:: GIVEN PASSAGE ::

What is Kawasaki Disease?
Kawasaki Disease is an acute illness usually seen in children, most commonly under 8 years of age. It is an inflammatory process that affects almost every system in the body.
Dr Tomisaku Kawasaki of Tokyo, Japan, first described the signs (what we can see) and the symptoms (what the child feels) associated with Kawasaki Disease in 1967. Since then it has been seen in virtually every country in the world.
Many parents find it difficult that there is no diagnostic test for Kawasaki Disease. The diagnosis is based on the following criteria:
Temperature of 5 days or more plus 2 (or more) of the following:
- Red eyes (not sticky)
- Sore mouth, cracked red lips, red tongue (often strawberry like)
- Skin rash
- Swollen glands in the neck (or sometimes stomach)
- Changes to the fingers and toes often with redness
Though not a symptom for the purposes of a timely diagnosis during the acute stage of Kawasaki Disease, peeling of the skin may occur between 14 to 21 days after the start of the fever. This only affects about half of the children who have Kawasaki Disease and parents may notice this in their children later. It may also be noticed in children where a diagnosis has only been able to be made later.
Most of these symptoms occur in the first few days of the illness, although they may not all be present initially. There are also other typical features we see, which are those of irritability, loss of appetite, moodiness, diarrhoea, tummy ache, vomiting and jaundice.
Who are the Kawasaki Support Group?

:::
:: SUPPLIED MATERIAL ::

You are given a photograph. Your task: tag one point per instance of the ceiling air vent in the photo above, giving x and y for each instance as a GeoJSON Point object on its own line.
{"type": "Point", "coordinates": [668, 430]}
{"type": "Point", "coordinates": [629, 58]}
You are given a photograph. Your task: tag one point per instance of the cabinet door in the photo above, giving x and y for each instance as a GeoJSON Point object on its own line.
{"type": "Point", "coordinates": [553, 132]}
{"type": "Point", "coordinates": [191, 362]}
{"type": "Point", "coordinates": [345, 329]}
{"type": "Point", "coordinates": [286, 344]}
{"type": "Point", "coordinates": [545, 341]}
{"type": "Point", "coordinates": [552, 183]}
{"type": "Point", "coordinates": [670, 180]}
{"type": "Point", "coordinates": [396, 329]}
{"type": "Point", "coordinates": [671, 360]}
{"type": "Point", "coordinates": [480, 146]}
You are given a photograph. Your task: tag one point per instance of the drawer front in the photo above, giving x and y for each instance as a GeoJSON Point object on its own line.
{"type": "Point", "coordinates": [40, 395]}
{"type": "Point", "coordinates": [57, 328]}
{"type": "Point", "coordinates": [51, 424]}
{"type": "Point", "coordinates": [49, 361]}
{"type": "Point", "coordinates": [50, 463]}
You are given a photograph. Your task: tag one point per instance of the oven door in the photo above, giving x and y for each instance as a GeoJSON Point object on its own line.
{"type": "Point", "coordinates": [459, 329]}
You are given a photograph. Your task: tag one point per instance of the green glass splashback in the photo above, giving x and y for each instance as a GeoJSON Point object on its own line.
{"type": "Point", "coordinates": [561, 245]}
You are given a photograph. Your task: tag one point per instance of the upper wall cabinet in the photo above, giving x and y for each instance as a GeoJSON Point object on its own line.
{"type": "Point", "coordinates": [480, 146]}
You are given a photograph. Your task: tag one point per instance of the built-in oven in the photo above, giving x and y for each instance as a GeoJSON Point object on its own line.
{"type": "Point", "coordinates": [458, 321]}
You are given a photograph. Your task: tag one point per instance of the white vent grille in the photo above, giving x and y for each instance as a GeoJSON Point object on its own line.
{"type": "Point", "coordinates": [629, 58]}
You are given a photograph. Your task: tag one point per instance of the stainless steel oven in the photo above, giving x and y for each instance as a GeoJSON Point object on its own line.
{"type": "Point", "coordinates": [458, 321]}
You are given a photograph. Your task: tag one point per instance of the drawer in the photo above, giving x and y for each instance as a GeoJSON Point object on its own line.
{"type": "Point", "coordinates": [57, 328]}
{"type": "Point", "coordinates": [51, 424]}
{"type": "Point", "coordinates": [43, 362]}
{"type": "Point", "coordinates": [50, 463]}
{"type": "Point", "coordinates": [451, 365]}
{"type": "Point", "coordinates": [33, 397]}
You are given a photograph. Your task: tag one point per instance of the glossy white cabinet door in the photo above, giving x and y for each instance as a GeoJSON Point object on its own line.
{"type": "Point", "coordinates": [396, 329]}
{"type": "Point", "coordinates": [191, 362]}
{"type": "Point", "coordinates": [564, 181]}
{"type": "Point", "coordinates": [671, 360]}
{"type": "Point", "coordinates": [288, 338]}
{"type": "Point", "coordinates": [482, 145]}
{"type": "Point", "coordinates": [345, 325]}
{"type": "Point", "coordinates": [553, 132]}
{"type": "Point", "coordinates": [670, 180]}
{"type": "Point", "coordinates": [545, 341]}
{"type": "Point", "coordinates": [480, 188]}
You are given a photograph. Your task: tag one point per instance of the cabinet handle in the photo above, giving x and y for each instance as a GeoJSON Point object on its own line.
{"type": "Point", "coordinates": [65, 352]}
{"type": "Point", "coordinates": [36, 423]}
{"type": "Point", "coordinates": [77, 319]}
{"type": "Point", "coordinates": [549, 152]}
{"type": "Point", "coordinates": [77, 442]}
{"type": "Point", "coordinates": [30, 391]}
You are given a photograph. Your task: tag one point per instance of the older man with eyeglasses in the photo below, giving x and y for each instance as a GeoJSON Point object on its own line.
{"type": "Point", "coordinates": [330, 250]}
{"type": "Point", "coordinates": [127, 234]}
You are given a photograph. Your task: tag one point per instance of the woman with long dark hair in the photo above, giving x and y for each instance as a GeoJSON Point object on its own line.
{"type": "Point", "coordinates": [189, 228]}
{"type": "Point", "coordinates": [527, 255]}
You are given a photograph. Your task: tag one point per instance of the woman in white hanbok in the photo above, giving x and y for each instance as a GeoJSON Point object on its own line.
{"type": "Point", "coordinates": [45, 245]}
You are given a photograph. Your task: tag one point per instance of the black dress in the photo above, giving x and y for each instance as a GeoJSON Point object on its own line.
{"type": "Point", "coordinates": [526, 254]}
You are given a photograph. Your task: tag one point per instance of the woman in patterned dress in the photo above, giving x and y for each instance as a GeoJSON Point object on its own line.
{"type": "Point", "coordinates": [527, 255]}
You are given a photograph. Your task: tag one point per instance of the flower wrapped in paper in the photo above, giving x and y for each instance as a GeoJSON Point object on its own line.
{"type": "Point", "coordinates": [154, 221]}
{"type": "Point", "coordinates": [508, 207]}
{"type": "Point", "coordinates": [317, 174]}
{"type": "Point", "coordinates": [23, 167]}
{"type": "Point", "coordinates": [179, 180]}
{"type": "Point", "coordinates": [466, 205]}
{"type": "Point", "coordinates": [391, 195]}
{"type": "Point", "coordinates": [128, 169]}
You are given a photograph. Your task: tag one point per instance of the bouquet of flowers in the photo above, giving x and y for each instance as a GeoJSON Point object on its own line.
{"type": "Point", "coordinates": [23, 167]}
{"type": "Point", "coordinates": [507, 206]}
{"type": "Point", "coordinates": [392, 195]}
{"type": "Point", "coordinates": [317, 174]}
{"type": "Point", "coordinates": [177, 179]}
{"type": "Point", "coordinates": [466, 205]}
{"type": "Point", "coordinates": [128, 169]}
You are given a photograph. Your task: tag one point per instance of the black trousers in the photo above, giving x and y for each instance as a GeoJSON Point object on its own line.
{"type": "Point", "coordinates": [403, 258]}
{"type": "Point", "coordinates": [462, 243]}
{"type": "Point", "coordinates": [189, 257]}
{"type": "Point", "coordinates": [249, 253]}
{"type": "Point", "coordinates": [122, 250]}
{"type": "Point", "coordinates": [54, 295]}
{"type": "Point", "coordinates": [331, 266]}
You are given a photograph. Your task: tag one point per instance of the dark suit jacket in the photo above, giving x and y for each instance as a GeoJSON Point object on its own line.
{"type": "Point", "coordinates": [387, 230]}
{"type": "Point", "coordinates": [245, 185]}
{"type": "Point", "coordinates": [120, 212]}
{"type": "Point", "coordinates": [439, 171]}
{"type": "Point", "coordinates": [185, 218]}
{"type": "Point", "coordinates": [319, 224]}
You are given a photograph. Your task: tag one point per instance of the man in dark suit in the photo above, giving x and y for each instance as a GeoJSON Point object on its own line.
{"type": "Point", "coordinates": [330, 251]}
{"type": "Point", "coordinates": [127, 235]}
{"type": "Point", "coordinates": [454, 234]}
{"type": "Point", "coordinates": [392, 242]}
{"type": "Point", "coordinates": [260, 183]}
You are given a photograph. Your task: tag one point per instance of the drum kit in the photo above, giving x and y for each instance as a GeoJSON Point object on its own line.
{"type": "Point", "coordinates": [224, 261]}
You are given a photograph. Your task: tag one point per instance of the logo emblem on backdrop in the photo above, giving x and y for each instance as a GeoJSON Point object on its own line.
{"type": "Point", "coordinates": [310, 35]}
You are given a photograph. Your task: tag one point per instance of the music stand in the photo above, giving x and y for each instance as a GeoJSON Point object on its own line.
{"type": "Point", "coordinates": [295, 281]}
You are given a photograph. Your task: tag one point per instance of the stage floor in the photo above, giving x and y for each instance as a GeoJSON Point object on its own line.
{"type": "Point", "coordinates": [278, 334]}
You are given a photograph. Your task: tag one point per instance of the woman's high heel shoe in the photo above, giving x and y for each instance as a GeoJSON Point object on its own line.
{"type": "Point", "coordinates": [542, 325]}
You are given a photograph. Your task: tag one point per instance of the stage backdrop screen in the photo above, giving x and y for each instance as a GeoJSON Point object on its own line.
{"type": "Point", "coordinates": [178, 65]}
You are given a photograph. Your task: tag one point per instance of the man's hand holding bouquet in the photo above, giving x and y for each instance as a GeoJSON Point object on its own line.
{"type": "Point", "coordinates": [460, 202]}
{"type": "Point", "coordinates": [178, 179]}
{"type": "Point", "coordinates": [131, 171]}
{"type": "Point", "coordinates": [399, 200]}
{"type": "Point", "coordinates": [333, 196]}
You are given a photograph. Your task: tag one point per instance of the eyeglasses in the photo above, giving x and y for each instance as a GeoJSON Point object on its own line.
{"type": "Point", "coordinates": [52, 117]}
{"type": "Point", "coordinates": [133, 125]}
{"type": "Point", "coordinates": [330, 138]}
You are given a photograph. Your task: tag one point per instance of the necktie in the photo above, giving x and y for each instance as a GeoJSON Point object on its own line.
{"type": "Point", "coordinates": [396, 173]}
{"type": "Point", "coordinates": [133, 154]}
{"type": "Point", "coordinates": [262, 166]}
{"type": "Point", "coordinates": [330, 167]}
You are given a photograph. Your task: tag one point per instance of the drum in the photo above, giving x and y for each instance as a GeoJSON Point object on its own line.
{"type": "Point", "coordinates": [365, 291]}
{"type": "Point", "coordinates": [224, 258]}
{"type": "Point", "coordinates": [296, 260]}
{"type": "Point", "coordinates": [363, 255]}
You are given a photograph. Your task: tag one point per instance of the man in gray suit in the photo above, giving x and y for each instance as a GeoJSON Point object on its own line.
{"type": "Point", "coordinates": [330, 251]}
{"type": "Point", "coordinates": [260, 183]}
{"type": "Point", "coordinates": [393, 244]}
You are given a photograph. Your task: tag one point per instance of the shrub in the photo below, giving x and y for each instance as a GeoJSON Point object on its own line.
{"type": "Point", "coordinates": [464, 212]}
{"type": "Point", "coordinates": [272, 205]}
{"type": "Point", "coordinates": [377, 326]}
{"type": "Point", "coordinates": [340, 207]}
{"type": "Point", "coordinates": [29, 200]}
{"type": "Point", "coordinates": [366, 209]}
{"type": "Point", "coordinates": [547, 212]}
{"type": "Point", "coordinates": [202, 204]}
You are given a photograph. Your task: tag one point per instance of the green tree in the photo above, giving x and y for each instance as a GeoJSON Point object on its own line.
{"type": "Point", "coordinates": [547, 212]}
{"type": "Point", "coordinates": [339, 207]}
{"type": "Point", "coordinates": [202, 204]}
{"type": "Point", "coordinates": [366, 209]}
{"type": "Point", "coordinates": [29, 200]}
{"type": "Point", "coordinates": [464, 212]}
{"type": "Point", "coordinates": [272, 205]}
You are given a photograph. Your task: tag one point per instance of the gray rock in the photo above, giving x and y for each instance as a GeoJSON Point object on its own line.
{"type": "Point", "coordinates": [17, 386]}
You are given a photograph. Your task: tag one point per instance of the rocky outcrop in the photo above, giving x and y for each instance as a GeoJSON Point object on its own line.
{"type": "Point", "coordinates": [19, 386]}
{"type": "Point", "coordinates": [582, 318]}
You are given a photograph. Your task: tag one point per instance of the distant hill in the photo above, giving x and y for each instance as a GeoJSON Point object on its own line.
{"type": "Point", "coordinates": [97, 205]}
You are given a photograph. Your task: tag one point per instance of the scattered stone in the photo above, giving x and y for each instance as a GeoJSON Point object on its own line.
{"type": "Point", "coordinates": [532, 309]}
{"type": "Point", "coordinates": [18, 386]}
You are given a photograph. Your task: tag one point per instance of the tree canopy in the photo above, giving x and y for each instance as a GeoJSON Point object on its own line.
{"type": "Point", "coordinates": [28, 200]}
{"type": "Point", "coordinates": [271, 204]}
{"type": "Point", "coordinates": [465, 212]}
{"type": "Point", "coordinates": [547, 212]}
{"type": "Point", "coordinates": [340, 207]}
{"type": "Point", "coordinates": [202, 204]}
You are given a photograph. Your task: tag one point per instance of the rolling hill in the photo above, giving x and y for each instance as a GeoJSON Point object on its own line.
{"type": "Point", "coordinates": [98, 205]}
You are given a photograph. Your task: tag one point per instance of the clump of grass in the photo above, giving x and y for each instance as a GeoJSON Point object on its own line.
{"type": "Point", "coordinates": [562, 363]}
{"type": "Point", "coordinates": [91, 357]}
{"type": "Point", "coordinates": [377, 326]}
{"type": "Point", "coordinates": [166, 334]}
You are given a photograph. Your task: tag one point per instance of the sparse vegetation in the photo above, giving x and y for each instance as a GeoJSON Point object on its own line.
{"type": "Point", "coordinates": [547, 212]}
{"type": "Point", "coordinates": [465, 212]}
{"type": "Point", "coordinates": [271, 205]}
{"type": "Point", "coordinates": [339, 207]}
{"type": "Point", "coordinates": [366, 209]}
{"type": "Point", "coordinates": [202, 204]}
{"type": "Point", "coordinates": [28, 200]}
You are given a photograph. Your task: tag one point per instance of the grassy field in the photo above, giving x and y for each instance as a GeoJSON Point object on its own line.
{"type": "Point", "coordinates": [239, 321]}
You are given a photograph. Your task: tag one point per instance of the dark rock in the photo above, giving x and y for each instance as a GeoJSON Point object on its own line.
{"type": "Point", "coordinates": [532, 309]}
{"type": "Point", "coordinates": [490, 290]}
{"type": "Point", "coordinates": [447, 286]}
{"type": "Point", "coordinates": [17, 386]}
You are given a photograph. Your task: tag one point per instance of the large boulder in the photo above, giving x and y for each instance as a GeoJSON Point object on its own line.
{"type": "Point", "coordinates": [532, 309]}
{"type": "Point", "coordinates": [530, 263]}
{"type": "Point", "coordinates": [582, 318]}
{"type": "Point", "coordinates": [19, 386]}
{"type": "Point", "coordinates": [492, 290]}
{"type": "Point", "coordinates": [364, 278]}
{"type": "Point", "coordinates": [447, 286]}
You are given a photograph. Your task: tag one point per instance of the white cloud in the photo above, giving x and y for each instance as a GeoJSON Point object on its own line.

:::

- YOUR INSTRUCTIONS: In the Kawasaki Disease passage, when can peeling of the skin happen?

- ANSWER TO THIS TASK: Between 14 and 21 days after the fever starts.